[TEXTAUSZUG]

----------

Gesundes Kochen mit suchtbelasteten Eltern und ihren Kindern

Für Kinder von suchtbelasteten Eltern gibt es im Raum Karlsruhe seit vielen Jahren die seinerzeit vom Freundeskreis für Suchtkrankenhilfe Karlsruhe e.V. mit ins Leben gerufene und zwischenzeitlich von der Diakonischen Suchthilfe Mittelbaden therapeutisch betreute Kindergruppe Regenbogen. Da sich die Kinder zwischen 6 und 12 Jahren regelmäßig in den Räumlichkeiten des Freundeskreises Karlsruhe treffen, wurde die Idee geboren, mit den Kindern gemeinsam zu essen und zum Kochen die Eltern, soweit dies möglich ist, zu animieren und mit einzubeziehen.

Nicht nur in suchtbelasteten und dysfunktionalen Familien, aber gerade dort verstärkt, wird auf eine gesunde Ernährung immer weniger geachtet und eine gemeinsame Einnahme der täglichen Mahlzeiten mehr als vernachlässigt. Aus dem eigenen Erfahrungsschatz wissen wir, dass gemeinsames Essen nicht nur die Kommunikation fördert, sondern auch das WIR-Gefühl und den Zusammenhalt stärkt. Schnell war ein kleines Team von Seiten des Freundeskreises Karlsruhe gefunden, welches sich bereit erklärte hier tatkräftig mitzuwirken. Es waren bewusst nur wenige Personen, da es für die Kinder in ihrer schwierigen Situation nicht zu viele neue oder gar wechselnde Bezugspersonen geben sollte.

Im Vorfeld bekamen wir in einem Workshop von einer Ernährungsberaterin der AOK Mittlerer Oberrhein Tipps und Hintergrundwissen für gesunde, ausgewogene Ernährung, die sich mit frischen Zutaten leicht und schnell auf den Tisch zaubern lässt. Denn neben dem Grundgedanken des gemeinsamen Essens sollten auch den Müttern/Vätern aufgezeigt werden, dass auch mit einfachen und begrenzten finanziellen Mitteln eine gesunde Mahlzeit gekocht werden kann.

----------

[DATEN ZUR DURCHSICHT]

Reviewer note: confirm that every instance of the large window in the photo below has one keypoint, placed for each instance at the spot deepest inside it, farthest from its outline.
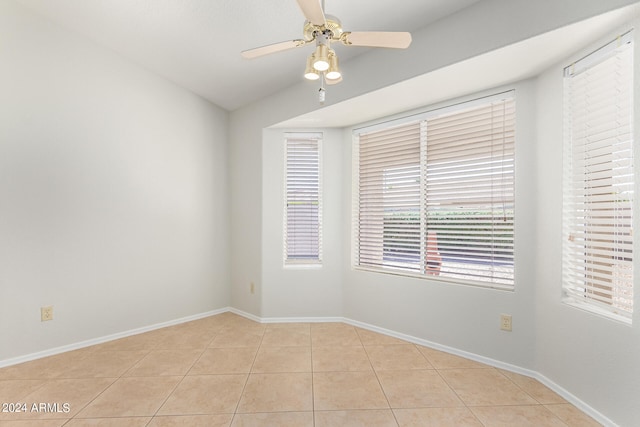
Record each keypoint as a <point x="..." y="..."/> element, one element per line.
<point x="434" y="194"/>
<point x="303" y="210"/>
<point x="599" y="181"/>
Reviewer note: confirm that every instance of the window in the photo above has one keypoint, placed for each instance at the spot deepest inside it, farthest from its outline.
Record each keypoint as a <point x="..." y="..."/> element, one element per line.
<point x="303" y="210"/>
<point x="434" y="194"/>
<point x="599" y="181"/>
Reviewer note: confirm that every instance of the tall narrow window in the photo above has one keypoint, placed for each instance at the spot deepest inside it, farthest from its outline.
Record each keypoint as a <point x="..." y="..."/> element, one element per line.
<point x="434" y="194"/>
<point x="303" y="197"/>
<point x="599" y="181"/>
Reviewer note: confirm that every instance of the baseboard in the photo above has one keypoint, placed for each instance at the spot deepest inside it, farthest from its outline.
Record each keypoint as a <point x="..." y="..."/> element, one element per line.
<point x="107" y="338"/>
<point x="596" y="415"/>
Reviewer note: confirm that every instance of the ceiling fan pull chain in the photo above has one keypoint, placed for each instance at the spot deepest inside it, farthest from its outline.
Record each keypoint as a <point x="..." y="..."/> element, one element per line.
<point x="321" y="92"/>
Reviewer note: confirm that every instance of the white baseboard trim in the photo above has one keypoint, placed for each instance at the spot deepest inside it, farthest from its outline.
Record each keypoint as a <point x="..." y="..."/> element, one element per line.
<point x="599" y="417"/>
<point x="596" y="415"/>
<point x="107" y="338"/>
<point x="566" y="395"/>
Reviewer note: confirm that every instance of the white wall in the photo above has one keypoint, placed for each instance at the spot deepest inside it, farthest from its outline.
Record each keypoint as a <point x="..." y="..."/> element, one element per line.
<point x="299" y="291"/>
<point x="113" y="192"/>
<point x="597" y="359"/>
<point x="463" y="317"/>
<point x="487" y="25"/>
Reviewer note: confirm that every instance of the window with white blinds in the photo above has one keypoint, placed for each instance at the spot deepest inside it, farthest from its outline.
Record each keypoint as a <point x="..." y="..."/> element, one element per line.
<point x="599" y="181"/>
<point x="303" y="198"/>
<point x="434" y="196"/>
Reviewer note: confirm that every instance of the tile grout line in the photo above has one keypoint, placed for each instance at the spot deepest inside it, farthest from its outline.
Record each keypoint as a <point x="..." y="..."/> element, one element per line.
<point x="182" y="379"/>
<point x="246" y="381"/>
<point x="364" y="347"/>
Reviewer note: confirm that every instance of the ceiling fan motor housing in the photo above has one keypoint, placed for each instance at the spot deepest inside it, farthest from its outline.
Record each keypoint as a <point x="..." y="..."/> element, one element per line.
<point x="332" y="29"/>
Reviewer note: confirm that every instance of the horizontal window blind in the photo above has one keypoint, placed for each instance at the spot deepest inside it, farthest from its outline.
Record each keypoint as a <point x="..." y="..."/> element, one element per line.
<point x="435" y="196"/>
<point x="470" y="192"/>
<point x="599" y="181"/>
<point x="303" y="210"/>
<point x="389" y="223"/>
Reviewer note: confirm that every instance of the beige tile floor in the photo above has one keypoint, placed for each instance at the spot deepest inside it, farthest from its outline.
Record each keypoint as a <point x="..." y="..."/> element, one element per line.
<point x="226" y="370"/>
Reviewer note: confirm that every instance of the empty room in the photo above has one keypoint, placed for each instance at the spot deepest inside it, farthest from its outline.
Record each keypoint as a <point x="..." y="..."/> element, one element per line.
<point x="319" y="213"/>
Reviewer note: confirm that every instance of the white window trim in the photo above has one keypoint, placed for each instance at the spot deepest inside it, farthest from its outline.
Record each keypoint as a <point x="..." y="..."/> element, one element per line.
<point x="577" y="67"/>
<point x="421" y="116"/>
<point x="303" y="263"/>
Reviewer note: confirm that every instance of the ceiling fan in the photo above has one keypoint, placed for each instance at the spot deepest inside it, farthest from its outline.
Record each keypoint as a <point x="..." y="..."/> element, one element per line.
<point x="324" y="29"/>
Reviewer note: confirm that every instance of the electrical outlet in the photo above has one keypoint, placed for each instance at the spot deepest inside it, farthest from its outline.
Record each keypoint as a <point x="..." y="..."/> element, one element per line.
<point x="46" y="313"/>
<point x="505" y="322"/>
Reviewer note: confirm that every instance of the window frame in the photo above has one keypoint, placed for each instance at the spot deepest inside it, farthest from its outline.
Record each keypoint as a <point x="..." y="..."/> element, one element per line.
<point x="292" y="138"/>
<point x="582" y="293"/>
<point x="423" y="117"/>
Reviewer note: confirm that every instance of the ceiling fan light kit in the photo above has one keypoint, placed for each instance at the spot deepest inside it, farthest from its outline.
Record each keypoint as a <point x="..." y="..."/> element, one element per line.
<point x="322" y="64"/>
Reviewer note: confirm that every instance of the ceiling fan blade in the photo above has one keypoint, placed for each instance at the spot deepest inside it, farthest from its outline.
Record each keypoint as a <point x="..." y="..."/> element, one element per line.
<point x="272" y="48"/>
<point x="312" y="10"/>
<point x="395" y="40"/>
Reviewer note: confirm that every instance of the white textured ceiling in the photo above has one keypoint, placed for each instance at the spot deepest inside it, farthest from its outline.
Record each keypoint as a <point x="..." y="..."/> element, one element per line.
<point x="197" y="43"/>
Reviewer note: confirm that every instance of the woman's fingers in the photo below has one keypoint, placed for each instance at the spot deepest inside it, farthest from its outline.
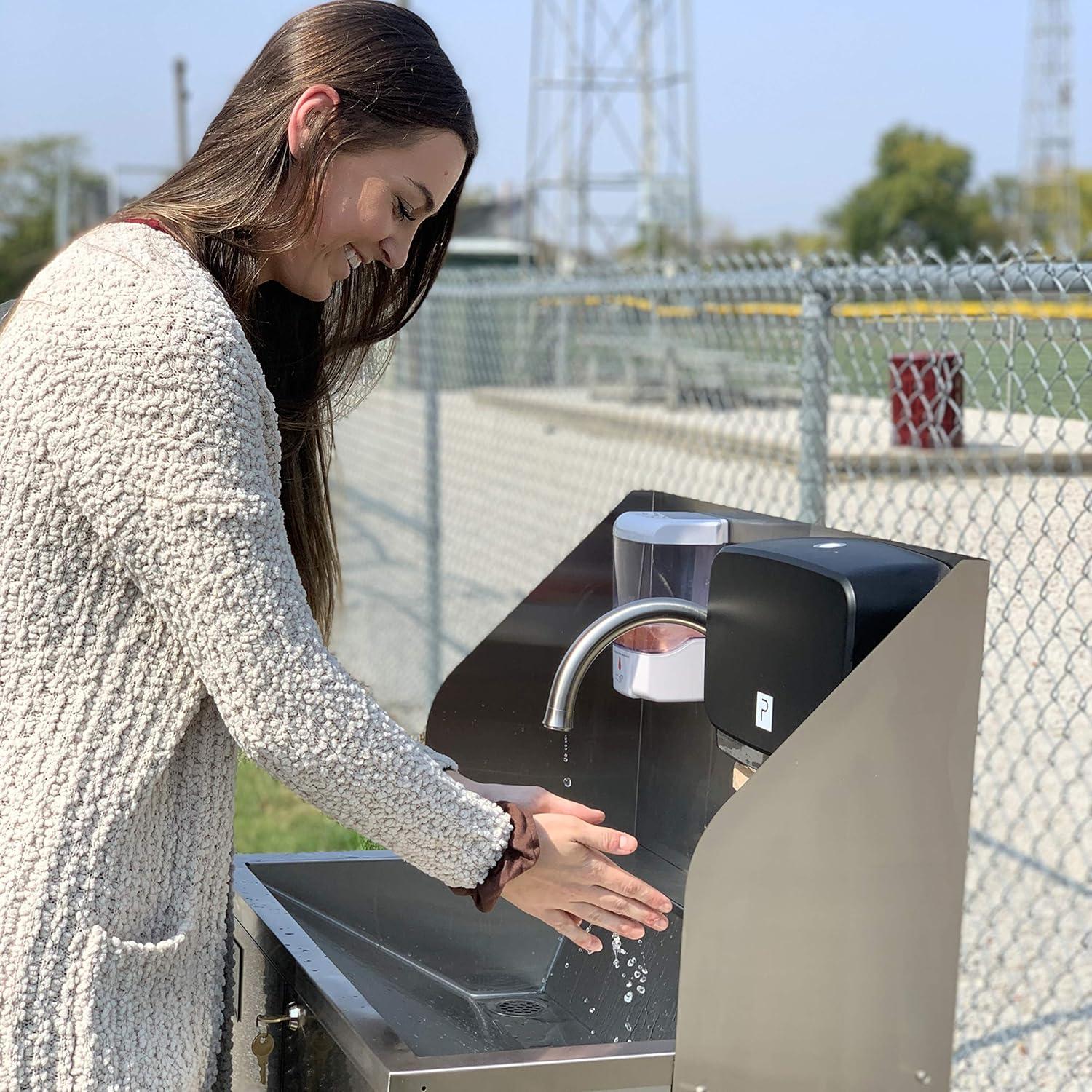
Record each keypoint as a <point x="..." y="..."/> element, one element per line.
<point x="627" y="908"/>
<point x="566" y="924"/>
<point x="563" y="806"/>
<point x="609" y="876"/>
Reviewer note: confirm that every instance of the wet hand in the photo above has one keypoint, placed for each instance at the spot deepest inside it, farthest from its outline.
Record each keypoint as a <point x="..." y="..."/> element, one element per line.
<point x="574" y="882"/>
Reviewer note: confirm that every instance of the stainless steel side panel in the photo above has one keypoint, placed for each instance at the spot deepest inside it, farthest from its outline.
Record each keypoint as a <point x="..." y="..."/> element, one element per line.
<point x="823" y="901"/>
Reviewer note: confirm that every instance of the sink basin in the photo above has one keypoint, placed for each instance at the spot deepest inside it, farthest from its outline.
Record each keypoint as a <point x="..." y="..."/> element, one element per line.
<point x="427" y="985"/>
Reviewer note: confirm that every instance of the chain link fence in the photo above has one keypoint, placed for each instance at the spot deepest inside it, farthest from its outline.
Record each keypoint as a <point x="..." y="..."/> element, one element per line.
<point x="945" y="404"/>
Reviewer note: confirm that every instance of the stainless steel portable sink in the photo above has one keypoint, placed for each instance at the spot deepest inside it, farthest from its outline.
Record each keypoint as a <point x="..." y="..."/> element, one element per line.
<point x="815" y="937"/>
<point x="421" y="989"/>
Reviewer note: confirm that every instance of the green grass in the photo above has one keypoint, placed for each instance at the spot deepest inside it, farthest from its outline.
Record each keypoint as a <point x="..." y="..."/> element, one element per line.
<point x="271" y="818"/>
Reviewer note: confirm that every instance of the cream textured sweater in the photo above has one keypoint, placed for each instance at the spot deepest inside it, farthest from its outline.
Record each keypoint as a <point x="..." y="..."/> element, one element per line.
<point x="152" y="620"/>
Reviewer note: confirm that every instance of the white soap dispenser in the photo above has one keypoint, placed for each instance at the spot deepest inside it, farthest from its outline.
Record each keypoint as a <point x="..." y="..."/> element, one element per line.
<point x="663" y="554"/>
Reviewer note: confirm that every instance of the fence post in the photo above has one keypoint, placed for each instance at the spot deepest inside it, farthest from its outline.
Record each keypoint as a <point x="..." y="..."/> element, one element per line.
<point x="428" y="357"/>
<point x="815" y="391"/>
<point x="561" y="349"/>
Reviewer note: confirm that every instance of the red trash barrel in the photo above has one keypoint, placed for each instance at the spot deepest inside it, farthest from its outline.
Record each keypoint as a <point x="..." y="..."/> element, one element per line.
<point x="927" y="400"/>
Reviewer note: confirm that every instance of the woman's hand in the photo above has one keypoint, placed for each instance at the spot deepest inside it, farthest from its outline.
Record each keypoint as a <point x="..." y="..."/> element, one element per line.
<point x="532" y="799"/>
<point x="574" y="882"/>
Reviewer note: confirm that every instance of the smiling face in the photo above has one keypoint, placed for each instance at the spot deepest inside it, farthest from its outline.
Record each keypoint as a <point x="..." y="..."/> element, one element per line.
<point x="373" y="202"/>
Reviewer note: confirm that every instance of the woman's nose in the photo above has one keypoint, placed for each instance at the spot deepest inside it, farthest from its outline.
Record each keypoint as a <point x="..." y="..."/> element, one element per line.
<point x="395" y="253"/>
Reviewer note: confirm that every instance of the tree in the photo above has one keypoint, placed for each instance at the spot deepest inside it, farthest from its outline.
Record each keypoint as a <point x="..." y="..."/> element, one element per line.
<point x="919" y="197"/>
<point x="28" y="175"/>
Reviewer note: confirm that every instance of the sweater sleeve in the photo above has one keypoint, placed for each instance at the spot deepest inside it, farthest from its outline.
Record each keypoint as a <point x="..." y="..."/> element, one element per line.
<point x="155" y="427"/>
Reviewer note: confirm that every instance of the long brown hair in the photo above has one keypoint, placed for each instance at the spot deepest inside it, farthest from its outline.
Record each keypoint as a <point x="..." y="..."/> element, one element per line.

----------

Schreiben Sie aus dem Text über das Kochen mit suchtbelasteten Eltern und ihren Kindern den Abschnitt von „Für Kinder von“ bis „und mit einzubeziehen.“ wortgetreu ab. Das Material wird hier nicht gebraucht.

[LÖSUNG DER AUFGABE]
Für Kinder von suchtbelasteten Eltern gibt es im Raum Karlsruhe seit vielen Jahren die seinerzeit vom Freundeskreis für Suchtkrankenhilfe Karlsruhe e.V. mit ins Leben gerufene und zwischenzeitlich von der Diakonischen Suchthilfe Mittelbaden therapeutisch betreute Kindergruppe Regenbogen. Da sich die Kinder zwischen 6 und 12 Jahren regelmäßig in den Räumlichkeiten des Freundeskreises Karlsruhe treffen, wurde die Idee geboren, mit den Kindern gemeinsam zu essen und zum Kochen die Eltern, soweit dies möglich ist, zu animieren und mit einzubeziehen.